Lesetext.
Ständig erreichbar? Höhere Stromkosten? Jetzt soll das Arbeitsgesetz an die Homeoffice-Realität angepasst werden
Obwohl in der Schweiz keine Homeoffice-Pflicht mehr gilt, arbeiten zahlreiche Menschen immer noch von zu Hause. Das dürfte teilweise so bleiben, unzählige Studien sagen der Arbeitswelt auch nach der Coronapandemie eine deutlich höhere Flexibilität voraus. Sowohl Chefs als auch Angestellte haben sich an die neuen Freiheiten gewöhnt und wollen oft nicht mehr zu einem reinen Präsenzbetrieb im Büro zurückkehren.
Muss das Arbeitsgesetz deshalb angepasst werden? Schliesslich wurden in den vergangenen Monaten die immer gleichen Fragen wieder und wieder diskutiert, meistens ohne zu einem klaren Ergebnis zu kommen: Wer trägt die Kosten, wenn der Angestellte für eine höhere Internet-, Telefon und Stromrechnung aufkommen muss? Wer bezahlt einen notwendigen zweiten Bildschirm? Wie lange muss man am Abend erreichbar bleiben?
Allianz kritisiert Gesetz «aus dem Industriezeitalter»
Eine Allianz aus sieben Angestellten- und Berufsverbänden ist der Ansicht, dass das Arbeitsgesetz für die neue Realität ungenügend ist und unbedingt modernisiert werden muss. Dies, weil es aus dem Industriezeitalter stamme und auf fixe Arbeitszeiten im Betrieb ausgelegt sei. «Damit Homeoffice langfristig und über die aktuelle Krisensituation hinaus für die Mehrheit der Schweizer Arbeitnehmenden tragfähig wird, müssen die gesetzlichen Grundlagen erst noch geschaffen werden», heisst es in einer Medienmitteilung der Allianz «die plattform» vom Donnerstag.

Kurze Aufgabe 1. Aus wie vielen Verbänden besteht laut Lesetext die Allianz, die das Arbeitsgesetz kritisiert?

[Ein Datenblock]
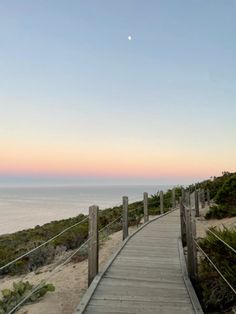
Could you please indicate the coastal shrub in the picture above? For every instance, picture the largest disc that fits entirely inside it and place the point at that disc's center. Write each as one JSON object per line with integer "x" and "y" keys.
{"x": 16, "y": 244}
{"x": 225, "y": 199}
{"x": 10, "y": 298}
{"x": 215, "y": 293}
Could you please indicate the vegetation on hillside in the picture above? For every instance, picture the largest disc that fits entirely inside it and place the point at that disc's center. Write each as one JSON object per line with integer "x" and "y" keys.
{"x": 10, "y": 298}
{"x": 217, "y": 297}
{"x": 222, "y": 192}
{"x": 16, "y": 244}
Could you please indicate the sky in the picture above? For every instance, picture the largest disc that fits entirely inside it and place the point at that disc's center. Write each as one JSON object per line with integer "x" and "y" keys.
{"x": 80, "y": 102}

Kurze Aufgabe 2. Aktualisiere in den Datensätzen den Abschnitt von der Zeile mit "Could you please indicate the sky" bis einschließlich zum Ende der Datensätze, indem du "sky" durch "sea" ersetzt. Gib nur diese Zeilen aus und lass alles Übrige unverändert.

Erwartete Antwort 1. Aus sieben Angestellten- und Berufsverbänden.

Erwartete Antwort 2.
Could you please indicate the sea in the picture above? For every instance, picture the largest disc that fits entirely inside it and place the point at that disc's center. Write each as one JSON object per line with integer "x" and "y" keys.
{"x": 80, "y": 102}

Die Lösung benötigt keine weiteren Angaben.